:: TASK BRIEF ::
Rewrite the material below with every "component" renamed to "module" and everything else left unchanged.

++++ THE RECORDS

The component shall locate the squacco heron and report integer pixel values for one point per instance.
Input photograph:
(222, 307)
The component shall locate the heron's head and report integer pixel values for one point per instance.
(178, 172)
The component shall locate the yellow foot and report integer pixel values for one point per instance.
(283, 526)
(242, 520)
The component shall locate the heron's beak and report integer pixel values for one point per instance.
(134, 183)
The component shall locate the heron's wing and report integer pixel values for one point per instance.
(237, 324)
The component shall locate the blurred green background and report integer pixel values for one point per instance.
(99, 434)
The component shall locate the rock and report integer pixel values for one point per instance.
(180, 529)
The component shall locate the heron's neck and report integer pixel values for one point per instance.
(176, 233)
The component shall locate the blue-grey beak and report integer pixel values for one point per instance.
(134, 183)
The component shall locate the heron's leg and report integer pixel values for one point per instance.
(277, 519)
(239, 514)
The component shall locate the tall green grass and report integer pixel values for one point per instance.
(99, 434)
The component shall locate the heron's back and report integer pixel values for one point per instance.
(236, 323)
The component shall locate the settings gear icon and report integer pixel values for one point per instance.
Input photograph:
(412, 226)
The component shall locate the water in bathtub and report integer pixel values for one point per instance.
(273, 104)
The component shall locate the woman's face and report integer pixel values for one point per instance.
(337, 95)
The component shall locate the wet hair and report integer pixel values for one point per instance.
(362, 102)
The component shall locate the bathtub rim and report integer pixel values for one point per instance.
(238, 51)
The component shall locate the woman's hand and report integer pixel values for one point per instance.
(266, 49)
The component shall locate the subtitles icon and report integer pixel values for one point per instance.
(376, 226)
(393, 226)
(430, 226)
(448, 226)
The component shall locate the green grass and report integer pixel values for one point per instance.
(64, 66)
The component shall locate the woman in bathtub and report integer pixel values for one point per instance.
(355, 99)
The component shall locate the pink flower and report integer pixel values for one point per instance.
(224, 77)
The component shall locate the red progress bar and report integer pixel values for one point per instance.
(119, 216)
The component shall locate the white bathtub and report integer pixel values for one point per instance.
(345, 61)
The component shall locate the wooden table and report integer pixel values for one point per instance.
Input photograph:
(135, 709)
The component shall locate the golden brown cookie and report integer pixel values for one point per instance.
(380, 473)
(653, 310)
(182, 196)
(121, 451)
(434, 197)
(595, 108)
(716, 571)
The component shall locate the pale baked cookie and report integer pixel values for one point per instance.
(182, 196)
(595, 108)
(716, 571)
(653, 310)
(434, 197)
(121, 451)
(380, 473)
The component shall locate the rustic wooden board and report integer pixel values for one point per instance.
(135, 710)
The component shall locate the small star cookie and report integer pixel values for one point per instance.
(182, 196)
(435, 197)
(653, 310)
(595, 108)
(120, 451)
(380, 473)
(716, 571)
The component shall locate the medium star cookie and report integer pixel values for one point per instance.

++++++++

:: EXPECTED ANSWER ::
The module shall locate the squacco heron and report integer pixel values for one point per instance.
Input photograph:
(222, 307)
The module shall locate the heron's head and report integer pixel values for one point per instance.
(178, 172)
The module shall locate the yellow foot and report integer pixel values for one point per instance.
(283, 526)
(242, 520)
The module shall locate the heron's beak and report integer pixel values for one point per instance.
(134, 183)
The module shall locate the heron's wing and report integer pixel values for one point per instance.
(237, 324)
The module shall locate the blurred green background and report integer pixel values for one point per instance.
(99, 434)
The module shall locate the rock and report integer pixel values for one point per instance.
(180, 529)
The module shall locate the heron's neck and report integer pixel values for one point per instance.
(176, 233)
The module shall locate the blue-grey beak and report integer pixel values for one point per instance.
(134, 183)
The module shall locate the heron's leg and report integer pixel values for one point per instance.
(277, 519)
(239, 514)
The module shall locate the tall green grass and report integer pixel values for one point per instance.
(99, 434)
The module shall locate the heron's back and report integer pixel values for one point per instance.
(236, 323)
The module shall locate the settings gear icon and report integer pixel values for one point per instance.
Input photograph:
(412, 226)
The module shall locate the water in bathtub and report integer pixel values for one point per instance.
(273, 104)
The module shall locate the woman's face and report integer pixel values for one point per instance.
(337, 95)
The module shall locate the wet hair and report integer pixel values for one point per instance.
(362, 102)
The module shall locate the bathtub rim and report integer pixel values for one point per instance.
(238, 51)
The module shall locate the woman's hand and report integer pixel values for one point per instance.
(266, 49)
The module shall locate the subtitles icon and report integer pixel values for one point per instance.
(376, 226)
(393, 226)
(430, 226)
(448, 226)
The module shall locate the green grass and report integer pixel values for one point per instance.
(64, 66)
The module shall locate the woman in bathtub and report integer pixel values for one point per instance.
(355, 99)
The module shall locate the pink flower and report integer pixel values for one point per instance.
(224, 77)
The module shall locate the red progress bar and report integer pixel values for one point per instance.
(119, 216)
The module shall locate the white bathtub and report integer pixel values for one point per instance.
(345, 61)
The module shall locate the wooden table and report integer pixel values for one point per instance.
Input photograph:
(135, 709)
The module shall locate the golden brown cookie and report integer pixel values for one point per instance.
(380, 473)
(653, 310)
(182, 196)
(121, 451)
(434, 197)
(595, 108)
(716, 571)
The module shall locate the pale baked cookie and report integer pixel values for one point per instance.
(182, 196)
(595, 108)
(716, 571)
(653, 310)
(434, 197)
(121, 451)
(380, 473)
The module shall locate the rustic wooden board and report integer pixel values for one point per instance.
(135, 710)
The module shall locate the small star cookie and report integer pixel values for one point per instance.
(182, 196)
(435, 197)
(653, 310)
(595, 108)
(120, 451)
(380, 473)
(716, 571)
The module shall locate the medium star cookie and report integer pixel values for one point per instance.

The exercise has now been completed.